> [PROBLEM REQUIREMENTS]:
Repeat word for word the part of the tribute to Uncle Greg between "I sadly wasn’t" and "that he was.", inclusive.

> [PAGE EXCERPT]:
My Black Sheep
by M. Powell
Uncle Greg - my black sheep
Today I stand in front of you all with a deep hole in my heart. And this is not just my heart that has a hole it is all of yours as well. From wife, father, son, brother, friend and most of all, Uncle to me. We are all here today to celebrate the life of one incredible man with a heart full of love.
I sadly wasn’t able to be as close as all of you were to my Uncle as my Mum and I were across the pond living in the States. I used to get sad because know I missed out on so many memories but when I was able to come here to Skegness/England every moment we shared was captured in my heart forever.
He would always mention the horrible baby I was who would be screaming as loud as possible and with my face bright red. Or talk about when the family came all the way across the pond to visit me for my dance competition where I won my first solo award. He said I was a star on stage and that I shined bright with joy, energy , passion, love and talent across the stage like my mom did when she was young.
He was at almost every show of hers, being the loving big brother that he was.

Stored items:
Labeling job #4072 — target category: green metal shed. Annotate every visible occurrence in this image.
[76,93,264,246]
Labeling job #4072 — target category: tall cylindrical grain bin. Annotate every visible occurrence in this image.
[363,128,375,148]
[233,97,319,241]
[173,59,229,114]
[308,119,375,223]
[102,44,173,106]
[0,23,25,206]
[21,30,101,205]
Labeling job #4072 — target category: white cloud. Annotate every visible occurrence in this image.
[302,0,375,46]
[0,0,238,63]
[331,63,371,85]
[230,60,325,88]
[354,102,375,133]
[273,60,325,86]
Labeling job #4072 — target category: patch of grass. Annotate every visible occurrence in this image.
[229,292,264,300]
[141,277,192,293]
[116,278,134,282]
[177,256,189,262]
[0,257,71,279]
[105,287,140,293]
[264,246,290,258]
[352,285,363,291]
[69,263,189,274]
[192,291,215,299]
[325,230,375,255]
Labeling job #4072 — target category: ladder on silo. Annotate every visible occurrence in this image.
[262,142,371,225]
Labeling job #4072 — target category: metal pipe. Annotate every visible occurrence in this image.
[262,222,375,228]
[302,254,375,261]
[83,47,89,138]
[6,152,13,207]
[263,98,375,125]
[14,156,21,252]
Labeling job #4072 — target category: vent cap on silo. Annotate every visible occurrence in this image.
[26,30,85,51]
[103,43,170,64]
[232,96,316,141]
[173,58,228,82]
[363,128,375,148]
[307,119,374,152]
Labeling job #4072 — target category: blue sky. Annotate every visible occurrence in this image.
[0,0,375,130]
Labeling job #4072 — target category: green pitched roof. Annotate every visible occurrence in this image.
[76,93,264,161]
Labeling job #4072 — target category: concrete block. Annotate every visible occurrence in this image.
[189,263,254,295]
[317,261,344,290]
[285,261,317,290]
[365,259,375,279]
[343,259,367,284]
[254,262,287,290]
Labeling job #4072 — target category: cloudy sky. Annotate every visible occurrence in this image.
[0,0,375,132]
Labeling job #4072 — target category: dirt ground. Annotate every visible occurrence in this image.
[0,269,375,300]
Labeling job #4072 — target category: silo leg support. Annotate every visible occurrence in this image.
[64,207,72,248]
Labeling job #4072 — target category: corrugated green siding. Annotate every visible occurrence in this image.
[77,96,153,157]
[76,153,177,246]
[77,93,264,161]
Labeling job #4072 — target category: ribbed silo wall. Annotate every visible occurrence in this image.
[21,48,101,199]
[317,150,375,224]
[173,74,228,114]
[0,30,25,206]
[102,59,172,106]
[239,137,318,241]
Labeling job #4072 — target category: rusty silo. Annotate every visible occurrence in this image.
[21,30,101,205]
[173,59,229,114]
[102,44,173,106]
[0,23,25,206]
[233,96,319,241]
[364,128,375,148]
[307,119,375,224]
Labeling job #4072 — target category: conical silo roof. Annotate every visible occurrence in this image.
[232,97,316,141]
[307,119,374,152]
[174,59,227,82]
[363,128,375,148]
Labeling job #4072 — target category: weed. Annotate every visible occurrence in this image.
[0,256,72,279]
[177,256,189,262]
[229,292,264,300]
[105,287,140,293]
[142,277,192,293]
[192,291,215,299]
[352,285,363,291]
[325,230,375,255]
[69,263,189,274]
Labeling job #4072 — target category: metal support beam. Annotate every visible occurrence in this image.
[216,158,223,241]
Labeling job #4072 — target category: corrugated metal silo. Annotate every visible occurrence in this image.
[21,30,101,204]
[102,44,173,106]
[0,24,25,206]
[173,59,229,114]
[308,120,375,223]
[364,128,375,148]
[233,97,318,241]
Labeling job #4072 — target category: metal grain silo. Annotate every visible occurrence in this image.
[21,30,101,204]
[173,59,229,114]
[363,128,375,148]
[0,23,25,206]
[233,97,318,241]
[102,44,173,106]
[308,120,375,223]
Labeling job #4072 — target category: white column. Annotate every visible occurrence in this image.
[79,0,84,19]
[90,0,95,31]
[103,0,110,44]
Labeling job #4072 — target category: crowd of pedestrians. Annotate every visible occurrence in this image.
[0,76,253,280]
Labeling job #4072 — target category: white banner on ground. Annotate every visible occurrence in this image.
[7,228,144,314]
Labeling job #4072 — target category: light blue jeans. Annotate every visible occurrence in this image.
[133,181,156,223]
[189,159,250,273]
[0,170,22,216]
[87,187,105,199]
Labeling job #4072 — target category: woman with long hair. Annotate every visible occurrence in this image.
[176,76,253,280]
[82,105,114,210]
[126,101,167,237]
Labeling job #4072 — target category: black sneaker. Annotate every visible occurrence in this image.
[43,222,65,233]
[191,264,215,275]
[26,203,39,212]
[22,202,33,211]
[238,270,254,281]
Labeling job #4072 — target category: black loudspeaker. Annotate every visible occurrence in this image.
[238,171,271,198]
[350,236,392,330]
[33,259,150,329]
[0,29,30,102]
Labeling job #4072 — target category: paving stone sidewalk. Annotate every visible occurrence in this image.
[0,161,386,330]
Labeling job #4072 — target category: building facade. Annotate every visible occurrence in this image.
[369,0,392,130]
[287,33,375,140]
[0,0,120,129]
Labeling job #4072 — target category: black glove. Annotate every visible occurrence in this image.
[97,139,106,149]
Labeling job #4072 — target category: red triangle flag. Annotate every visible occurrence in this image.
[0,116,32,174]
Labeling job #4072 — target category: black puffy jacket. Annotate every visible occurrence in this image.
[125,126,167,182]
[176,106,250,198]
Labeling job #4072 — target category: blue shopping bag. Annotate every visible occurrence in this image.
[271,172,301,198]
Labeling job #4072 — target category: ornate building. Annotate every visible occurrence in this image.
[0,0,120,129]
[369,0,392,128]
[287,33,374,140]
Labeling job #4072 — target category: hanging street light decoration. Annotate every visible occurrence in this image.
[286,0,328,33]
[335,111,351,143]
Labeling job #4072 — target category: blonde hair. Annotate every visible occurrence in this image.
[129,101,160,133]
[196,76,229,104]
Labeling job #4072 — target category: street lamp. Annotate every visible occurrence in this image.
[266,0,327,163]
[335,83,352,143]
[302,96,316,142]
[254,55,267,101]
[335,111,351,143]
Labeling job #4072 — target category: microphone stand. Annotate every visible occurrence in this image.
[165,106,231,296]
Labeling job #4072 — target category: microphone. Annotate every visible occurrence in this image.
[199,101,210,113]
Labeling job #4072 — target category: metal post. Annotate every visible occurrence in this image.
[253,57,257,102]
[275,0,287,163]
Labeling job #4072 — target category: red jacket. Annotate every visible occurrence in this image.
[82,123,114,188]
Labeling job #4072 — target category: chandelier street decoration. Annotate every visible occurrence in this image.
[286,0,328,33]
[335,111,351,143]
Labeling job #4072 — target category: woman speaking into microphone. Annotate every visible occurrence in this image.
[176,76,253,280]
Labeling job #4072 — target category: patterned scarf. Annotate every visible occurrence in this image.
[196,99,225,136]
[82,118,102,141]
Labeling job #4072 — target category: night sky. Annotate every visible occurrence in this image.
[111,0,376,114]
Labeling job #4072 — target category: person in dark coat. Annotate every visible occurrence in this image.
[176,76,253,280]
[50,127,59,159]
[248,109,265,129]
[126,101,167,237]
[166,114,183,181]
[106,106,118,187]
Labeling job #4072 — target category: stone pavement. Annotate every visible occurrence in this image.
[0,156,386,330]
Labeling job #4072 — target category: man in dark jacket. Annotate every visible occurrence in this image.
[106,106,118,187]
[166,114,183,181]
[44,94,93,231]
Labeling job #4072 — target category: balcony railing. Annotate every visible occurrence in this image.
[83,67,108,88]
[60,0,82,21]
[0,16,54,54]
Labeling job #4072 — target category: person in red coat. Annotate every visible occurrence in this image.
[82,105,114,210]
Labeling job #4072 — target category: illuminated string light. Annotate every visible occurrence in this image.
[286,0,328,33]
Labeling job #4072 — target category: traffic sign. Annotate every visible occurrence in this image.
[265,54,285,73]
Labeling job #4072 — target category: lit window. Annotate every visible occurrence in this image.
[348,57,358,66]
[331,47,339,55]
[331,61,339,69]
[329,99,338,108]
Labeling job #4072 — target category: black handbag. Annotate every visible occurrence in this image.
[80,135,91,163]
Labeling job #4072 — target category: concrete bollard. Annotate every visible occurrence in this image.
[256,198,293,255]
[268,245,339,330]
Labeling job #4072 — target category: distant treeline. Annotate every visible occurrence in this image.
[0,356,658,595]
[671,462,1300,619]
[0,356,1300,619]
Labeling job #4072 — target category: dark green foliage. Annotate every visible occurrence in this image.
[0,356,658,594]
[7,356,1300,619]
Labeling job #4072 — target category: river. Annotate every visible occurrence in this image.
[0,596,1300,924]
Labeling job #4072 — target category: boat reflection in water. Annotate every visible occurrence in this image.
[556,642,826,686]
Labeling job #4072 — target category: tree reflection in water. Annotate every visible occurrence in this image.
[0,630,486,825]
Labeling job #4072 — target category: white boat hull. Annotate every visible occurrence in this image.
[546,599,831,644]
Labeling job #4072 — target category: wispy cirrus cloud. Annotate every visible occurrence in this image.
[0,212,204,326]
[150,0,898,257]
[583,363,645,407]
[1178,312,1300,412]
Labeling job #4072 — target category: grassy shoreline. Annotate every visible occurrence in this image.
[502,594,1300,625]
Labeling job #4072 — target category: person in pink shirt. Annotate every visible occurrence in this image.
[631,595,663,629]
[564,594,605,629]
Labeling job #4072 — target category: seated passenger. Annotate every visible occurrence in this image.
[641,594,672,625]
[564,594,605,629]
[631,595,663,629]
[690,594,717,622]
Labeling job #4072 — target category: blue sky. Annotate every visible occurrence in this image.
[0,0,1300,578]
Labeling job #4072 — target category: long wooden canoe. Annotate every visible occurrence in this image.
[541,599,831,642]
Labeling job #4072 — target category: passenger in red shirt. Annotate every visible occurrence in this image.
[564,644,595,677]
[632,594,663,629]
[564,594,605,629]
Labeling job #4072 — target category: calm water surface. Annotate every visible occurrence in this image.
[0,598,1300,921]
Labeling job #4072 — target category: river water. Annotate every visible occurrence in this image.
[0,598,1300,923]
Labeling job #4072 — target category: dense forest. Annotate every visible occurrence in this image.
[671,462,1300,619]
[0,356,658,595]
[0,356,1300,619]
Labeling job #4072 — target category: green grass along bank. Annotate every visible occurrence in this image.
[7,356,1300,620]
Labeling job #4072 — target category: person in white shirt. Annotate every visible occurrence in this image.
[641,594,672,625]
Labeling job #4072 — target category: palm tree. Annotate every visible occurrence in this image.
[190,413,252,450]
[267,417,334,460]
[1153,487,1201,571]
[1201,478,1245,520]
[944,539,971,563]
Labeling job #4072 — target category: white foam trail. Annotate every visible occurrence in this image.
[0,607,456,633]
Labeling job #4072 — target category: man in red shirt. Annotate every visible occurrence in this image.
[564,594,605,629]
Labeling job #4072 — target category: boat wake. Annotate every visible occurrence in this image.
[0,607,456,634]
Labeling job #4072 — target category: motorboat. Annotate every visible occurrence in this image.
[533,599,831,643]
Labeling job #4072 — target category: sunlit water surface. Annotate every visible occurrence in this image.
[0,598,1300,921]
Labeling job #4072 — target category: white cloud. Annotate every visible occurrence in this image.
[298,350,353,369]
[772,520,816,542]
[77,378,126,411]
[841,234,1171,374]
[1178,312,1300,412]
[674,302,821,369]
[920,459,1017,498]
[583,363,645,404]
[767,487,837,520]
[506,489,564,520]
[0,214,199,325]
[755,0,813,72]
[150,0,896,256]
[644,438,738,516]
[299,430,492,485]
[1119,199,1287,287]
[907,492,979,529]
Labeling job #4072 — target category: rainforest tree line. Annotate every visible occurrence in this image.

> [ANSWER TO THIS EXERCISE]:
I sadly wasn’t able to be as close as all of you were to my Uncle as my Mum and I were across the pond living in the States. I used to get sad because know I missed out on so many memories but when I was able to come here to Skegness/England every moment we shared was captured in my heart forever.
He would always mention the horrible baby I was who would be screaming as loud as possible and with my face bright red. Or talk about when the family came all the way across the pond to visit me for my dance competition where I won my first solo award. He said I was a star on stage and that I shined bright with joy, energy , passion, love and talent across the stage like my mom did when she was young.
He was at almost every show of hers, being the loving big brother that he was.